Tasks to complete =>
(1) Update the wind turbine article from "The Energy Minister" to "problems being experienced.", replacing "difficult" with "hard".
(2) In the wind turbine article, what did the Director stipulate K2 Wind must review as part of its response?

Document text =>
● ● ● ● ● ● ●

Minister Rickford said the two are working together on responding to citizen concerns and reports of noise and other adverse effects from the thousands of industrial-scale wind turbines that were forced on Ontario communities by the McGuinty-Wynne governments.

“It won’t happen overnight,” Minister Rickford said, but we are dedicated to helping communities with concerns and problems with wind turbines.

In recent days, the environment ministry has determined that two large wind power projects are not in compliance with provincial noise regulations. K2 Wind is out of compliance and now the subject of a Director’s Order to implement a noise abatement plan within the next two weeks, and further, to establish firm dates for new audits to demonstrate compliance to the revised noise protocol by mid-July.

The Director has also stipulated that K2 Wind, which is owned now by Axium Infrastructure, must review resident complaints as part of its response.

The Order, the requirements for immediate noise abatement, and the acknowledgement of resident concerns mark a significant departure from how complaints were managed by the previous government, which treated the wind power operators as their “Client” and failed to respond to the majority of complaints. Response to complaints about noise and other effects is a requirement of Renewable Energy Approvals.

The “Windlectric” project on Amherst Island was also determined to be out of compliance; Wind Concerns Ontario is unaware of a Director’s Order for that project.

The Energy Minister said that cancelling the contracts with wind power operators was difficult and likely not possible, but the government was taking other action to deal with problems. Minister Phillips said they are very aware of the problems being experienced.

“We need more material from you,” he said, speaking to community leaders from across Ontario.

● ● ● ● ● ● ●

Recorded data =>

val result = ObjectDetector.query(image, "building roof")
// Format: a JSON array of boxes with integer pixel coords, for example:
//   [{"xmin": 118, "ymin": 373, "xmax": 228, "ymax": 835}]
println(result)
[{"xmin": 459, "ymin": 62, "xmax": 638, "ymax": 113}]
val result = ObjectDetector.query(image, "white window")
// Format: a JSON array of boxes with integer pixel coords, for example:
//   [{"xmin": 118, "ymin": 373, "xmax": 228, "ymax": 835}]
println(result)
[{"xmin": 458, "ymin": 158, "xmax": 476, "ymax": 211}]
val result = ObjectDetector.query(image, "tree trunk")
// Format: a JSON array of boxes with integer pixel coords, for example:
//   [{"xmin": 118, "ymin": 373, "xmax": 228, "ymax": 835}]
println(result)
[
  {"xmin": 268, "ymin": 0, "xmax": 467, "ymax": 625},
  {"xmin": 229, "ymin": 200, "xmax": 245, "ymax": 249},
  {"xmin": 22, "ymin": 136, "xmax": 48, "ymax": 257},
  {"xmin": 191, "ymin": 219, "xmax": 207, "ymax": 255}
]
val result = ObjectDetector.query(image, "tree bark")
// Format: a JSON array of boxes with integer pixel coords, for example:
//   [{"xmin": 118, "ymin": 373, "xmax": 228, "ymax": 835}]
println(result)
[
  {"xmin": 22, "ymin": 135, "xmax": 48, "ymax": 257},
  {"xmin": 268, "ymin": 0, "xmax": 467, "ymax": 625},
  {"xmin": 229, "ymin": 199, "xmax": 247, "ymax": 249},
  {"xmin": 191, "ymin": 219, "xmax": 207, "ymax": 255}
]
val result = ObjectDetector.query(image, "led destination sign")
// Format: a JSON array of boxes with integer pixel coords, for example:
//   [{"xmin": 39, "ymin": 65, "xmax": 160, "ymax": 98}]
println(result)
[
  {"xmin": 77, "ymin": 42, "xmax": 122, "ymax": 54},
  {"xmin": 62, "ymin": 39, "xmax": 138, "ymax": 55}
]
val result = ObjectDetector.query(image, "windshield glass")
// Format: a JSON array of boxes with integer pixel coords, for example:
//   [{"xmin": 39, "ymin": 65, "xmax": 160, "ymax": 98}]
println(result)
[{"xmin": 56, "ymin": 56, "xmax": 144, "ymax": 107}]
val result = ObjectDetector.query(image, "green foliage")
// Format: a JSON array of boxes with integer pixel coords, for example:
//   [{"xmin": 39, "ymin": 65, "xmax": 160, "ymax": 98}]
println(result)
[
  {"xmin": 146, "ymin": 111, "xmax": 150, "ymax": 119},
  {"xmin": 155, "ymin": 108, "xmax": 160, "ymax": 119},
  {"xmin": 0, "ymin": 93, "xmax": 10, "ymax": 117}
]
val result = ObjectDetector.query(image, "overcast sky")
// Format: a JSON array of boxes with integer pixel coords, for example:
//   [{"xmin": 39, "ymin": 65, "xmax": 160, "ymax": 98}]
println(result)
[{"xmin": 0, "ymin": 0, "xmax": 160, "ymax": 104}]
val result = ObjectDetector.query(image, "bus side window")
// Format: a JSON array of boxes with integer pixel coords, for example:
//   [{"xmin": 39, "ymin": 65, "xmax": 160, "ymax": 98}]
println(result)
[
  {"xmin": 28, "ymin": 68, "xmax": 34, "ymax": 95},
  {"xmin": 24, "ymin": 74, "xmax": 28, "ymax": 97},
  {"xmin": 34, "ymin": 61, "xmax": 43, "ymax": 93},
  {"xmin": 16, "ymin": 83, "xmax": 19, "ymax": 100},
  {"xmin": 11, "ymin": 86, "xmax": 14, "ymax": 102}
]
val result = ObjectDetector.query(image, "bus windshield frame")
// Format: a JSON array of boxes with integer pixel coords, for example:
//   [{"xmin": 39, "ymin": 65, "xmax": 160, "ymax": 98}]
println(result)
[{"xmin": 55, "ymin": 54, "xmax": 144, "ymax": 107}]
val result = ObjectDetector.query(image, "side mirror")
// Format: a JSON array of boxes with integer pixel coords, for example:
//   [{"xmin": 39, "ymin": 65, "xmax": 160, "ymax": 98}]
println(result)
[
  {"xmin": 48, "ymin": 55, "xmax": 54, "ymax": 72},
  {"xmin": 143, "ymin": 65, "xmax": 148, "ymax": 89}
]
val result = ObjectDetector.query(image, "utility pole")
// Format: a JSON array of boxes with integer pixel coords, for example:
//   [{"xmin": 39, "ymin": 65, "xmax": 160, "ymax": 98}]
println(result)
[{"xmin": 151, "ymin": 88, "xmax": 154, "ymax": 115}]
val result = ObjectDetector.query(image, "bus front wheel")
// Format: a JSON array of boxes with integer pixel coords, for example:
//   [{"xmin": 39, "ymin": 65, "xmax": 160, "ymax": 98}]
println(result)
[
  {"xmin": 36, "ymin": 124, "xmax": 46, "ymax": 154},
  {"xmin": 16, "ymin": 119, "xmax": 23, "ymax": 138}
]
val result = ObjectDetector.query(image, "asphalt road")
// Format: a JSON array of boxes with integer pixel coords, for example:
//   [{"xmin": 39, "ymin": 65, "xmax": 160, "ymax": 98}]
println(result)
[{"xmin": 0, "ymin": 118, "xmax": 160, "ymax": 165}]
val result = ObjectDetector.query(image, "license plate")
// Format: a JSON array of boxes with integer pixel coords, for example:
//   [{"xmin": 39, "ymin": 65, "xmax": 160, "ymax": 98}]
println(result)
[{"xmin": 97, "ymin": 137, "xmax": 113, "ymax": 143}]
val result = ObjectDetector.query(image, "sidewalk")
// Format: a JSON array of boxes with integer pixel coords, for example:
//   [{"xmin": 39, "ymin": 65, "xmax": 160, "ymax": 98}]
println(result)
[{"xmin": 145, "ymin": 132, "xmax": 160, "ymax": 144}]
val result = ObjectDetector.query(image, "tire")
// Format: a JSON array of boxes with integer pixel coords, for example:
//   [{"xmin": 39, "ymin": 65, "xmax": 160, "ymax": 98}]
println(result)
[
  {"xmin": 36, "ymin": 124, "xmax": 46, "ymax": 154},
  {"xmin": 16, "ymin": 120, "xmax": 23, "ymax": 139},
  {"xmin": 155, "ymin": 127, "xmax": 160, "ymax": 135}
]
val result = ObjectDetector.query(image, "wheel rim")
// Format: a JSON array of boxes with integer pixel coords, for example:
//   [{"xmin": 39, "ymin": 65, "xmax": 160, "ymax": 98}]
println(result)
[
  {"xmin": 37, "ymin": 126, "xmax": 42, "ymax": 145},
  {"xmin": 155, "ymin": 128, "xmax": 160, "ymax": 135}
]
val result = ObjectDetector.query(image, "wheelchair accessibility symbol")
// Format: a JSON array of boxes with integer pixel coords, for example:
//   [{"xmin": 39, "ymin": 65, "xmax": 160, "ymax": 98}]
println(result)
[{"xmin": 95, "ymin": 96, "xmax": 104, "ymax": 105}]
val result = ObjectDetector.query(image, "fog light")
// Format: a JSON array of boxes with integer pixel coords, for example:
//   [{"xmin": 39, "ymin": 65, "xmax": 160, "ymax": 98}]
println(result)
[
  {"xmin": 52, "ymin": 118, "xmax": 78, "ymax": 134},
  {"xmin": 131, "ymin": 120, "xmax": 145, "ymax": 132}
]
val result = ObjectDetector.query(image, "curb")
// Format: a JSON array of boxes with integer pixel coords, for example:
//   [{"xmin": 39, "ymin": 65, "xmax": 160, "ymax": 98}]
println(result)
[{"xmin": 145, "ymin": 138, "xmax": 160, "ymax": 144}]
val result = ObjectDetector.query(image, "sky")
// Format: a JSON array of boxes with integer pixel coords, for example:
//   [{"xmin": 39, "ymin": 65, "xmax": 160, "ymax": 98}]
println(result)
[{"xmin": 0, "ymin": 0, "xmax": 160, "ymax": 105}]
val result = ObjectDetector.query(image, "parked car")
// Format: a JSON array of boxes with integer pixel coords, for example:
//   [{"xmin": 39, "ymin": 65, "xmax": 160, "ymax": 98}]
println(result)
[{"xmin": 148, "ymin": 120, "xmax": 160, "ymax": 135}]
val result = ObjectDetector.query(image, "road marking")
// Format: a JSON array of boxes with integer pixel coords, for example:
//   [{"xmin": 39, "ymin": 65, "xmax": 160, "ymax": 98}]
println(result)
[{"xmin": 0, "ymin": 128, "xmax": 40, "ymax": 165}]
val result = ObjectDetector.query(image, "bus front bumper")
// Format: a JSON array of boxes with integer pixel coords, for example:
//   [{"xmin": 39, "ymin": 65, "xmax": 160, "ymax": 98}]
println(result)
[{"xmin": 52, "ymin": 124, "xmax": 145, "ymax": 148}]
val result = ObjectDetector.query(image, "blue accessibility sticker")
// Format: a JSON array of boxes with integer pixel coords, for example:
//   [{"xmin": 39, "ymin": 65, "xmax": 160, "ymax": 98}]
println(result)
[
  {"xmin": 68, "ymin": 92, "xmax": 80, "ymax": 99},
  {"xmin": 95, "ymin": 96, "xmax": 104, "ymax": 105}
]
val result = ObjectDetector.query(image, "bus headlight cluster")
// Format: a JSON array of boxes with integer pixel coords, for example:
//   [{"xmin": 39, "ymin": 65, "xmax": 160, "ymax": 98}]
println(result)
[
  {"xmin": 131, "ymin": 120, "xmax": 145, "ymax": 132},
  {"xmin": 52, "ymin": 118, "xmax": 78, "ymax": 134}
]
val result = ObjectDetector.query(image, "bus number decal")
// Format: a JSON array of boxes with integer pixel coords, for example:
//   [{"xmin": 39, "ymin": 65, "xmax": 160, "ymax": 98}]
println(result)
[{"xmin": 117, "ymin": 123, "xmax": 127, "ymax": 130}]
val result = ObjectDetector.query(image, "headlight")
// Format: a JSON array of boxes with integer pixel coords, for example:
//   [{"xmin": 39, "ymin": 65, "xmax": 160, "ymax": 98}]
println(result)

● ● ● ● ● ● ●

Exercise answers =>
(1)
The Energy Minister said that cancelling the contracts with wind power operators was hard and likely not possible, but the government was taking other action to deal with problems. Minister Phillips said they are very aware of the problems being experienced.

(2) Resident complaints.